Sunday, February 28, 2016

Aug 6 2008 Letter to Daughter Jadene


Dear Miss Sis Jadene                                                                                                      end-of-July 2008
     I hope that this letter finds you on the upswing from the springtime doldrums that I believe you had been battling earlier this year; and that you are getting enough spiritfood
     I thought to drop you a note, because I had decided to not do any work today and the book I've been reading began to drag on my patience to stick with it. I had decided to do no physical work—which translates to taking the chainsaw out to in front of the barn and sawing tree trunk sections that I have been dragging down out from where I sawed them down in the woods, to the yard in front of the barn, where I prefer to saw and split them: usually later due to having shot my physical wad plus run out of patience to continue whamming away on this year's firewood detail, by then; which usually is just approaching the darkening of dusk.
     Due to the loss of many weeks getting another truck usable, I was pretty far behind on the detail. This has had me pushing the detail along for this month at a, for me, inhumane pace. Throughout this month of crawling up or down hillsides through brush and more trees, I kept reminding myself to behave extra-vigilantly and exert an even extremer form of caution than is my usual already sensibly-conservative attitude anyway. This because, in its essence, it is the last mile, figuratively speaking, in the decades-long miles and miles of firewood-rendering that I have applied myself upon for a quarter of a century now. I am fairly-easily accepting the desire in me to continue to handle all the firewood that I will have rendered by my 'retirement' date, this Friday, until its is: 1) stacked into the barn as September gets going (I let it cure in the sunlight and season in the wind for the warm months), and 2) Get it transported to and stacked in Marie's woodshed as the cooler and rainy seasons get themselves underway; no matter the status of my having been officially retired by them as of this July thirty-first. I feel this as a point of honor and plain old decency, with regard to my sense of loyalty toward these folks who have been so generous and gracious about my continuing blight (?) upon their grounds. Sure: I allow no plastic garbage to show its ugly head other than the few seconds it takes me to  put in trashbag or throw in wood stove—I know, tsk, tsk on the air pollution it causes to burn plastic; I only burn the litle stuff, bits, and pieces, and have a whole ten-years' accumulation truckload for the Beaver Hill dump over toward Bandon; and I attempt to discourage hunters from hunting here during hunting season, repair fence and waterline when needed. The other guy, Frank Walker and family—you remember Tim Walker? Frank's his dad—who have their digs at where you and I and Jerit first lived on the ranch, does most all of Marie and Jere's hired man type stuff, and keeps cows here, so he is the fence fixer guy now. This is another increment-of-relief for me from my duties, as performed here over the years.

RECORDS:
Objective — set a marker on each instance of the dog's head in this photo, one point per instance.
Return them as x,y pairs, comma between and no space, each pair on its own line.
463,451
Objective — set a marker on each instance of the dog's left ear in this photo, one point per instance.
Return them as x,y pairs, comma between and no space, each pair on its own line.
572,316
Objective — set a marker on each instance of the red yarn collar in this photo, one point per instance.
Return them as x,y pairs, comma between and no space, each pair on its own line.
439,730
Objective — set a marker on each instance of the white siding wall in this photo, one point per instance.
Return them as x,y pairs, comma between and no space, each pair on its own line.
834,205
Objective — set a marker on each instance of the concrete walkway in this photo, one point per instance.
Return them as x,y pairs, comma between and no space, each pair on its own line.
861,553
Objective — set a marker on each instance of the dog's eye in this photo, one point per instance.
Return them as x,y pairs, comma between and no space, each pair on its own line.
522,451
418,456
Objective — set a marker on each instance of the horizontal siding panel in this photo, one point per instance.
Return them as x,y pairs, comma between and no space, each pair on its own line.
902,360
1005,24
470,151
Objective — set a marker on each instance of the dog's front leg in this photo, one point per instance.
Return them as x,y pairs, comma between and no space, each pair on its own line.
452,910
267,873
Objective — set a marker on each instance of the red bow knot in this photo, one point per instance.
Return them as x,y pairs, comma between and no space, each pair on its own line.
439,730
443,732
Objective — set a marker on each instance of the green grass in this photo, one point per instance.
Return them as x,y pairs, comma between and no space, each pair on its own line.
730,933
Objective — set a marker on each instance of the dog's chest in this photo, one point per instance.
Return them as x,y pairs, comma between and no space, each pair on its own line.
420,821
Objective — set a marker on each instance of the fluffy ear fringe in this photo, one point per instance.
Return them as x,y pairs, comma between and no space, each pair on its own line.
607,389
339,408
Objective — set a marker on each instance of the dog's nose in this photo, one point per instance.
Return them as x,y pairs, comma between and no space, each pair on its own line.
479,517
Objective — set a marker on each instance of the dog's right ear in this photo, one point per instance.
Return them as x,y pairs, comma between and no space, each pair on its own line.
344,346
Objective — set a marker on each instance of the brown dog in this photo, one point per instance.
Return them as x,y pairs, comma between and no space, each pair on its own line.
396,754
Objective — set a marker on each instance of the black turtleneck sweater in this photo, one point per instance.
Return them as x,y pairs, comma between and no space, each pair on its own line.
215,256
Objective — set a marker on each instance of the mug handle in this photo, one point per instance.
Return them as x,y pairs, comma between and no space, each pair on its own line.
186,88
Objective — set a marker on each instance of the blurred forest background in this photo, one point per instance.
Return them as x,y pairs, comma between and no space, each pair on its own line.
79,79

TASKS:
(a) Answer these questions from the letter to Jadene, one per line:
(i) What put the writer behind on the firewood detail?
(ii) Which dump is the writer's truckload of accumulated garbage meant for?
(iii) Who is Frank Walker's son?
(b) Resume the letter to Jadene after its last sentence, in the same voice.

RESPONSES IN ORDER:
(a)
(i) The loss of many weeks getting another truck usable.
(ii) The Beaver Hill dump, over toward Bandon.
(iii) Tim Walker.

(b)
     Not having to deal with the nearly three-hundred yearly bales of  hay, that all come in a two-day rush to the barn for stacking, is the biggest relief! I did beg off from the hay-loading details, but stacked ev-ry one of those suckers in the barn this year—30,000 lbs.' worth! I probably handle that much tonnage in firewood, also, but most of those pieces only weigh 5, 10, or twenty pounds, max.; and I can space out the times and quantities I handle to suit my own far slower pace than younger people would tend to attack such tonnages' handlings—especially when under the pressures of working for an hourly wage. Me? I think in terms of a yearly wage of $3,300 from the ranch; now reduced to $1,800, and that to end in one year. Even though I understand arguments that other folsk could make that would accuse me of allowing a near-total enslavement to all the ranch work I've done for this past decade-&-a-year at the ten-dollar-a-day rate which thirty-three-hundred divided by 365 days in the year approximates, I see it another way entirely. First and foremost of all is the clean air and water!!! Then I tally up the ambiance of the greenery of grass, shrub, and tree. And then: The wild foods not far off nor in need of other than the hour or two to go and harvest and otherwise glean. Then: No rent or utility bills, the garden space, no overseers or landlord—although I know that Marie would be a tough landlord, indeed, were I other than who I am--and all the space, space, space, and the sense of freedom that such roominess inspires. Of course, I also appreciate the lack, here, of the standard pollutions of electrically-generated traumma-to-our-molecules that assault all urban dwellers to their detriment; plus the absence of: asphalt, paint, chemical fertilizer residues, and most all toxics, really. And then, I amaze to myself that they—these cousins-of-mine—in addition to all the priceless and healthy ambiances I thoroughly enjoy here for free (!)--PAY me good money every month. I mean: Whatta dream this has been, eh?
     I am very much looking forward to getting myself and guitar chops into position wherein I can become supportive to Jerit's musical-entertainer's efforts. The hangups are numerous and often seeming nearly insurmountable to become really able to accomplish this, but I am resolved to give it what go I can muster from within these old bones.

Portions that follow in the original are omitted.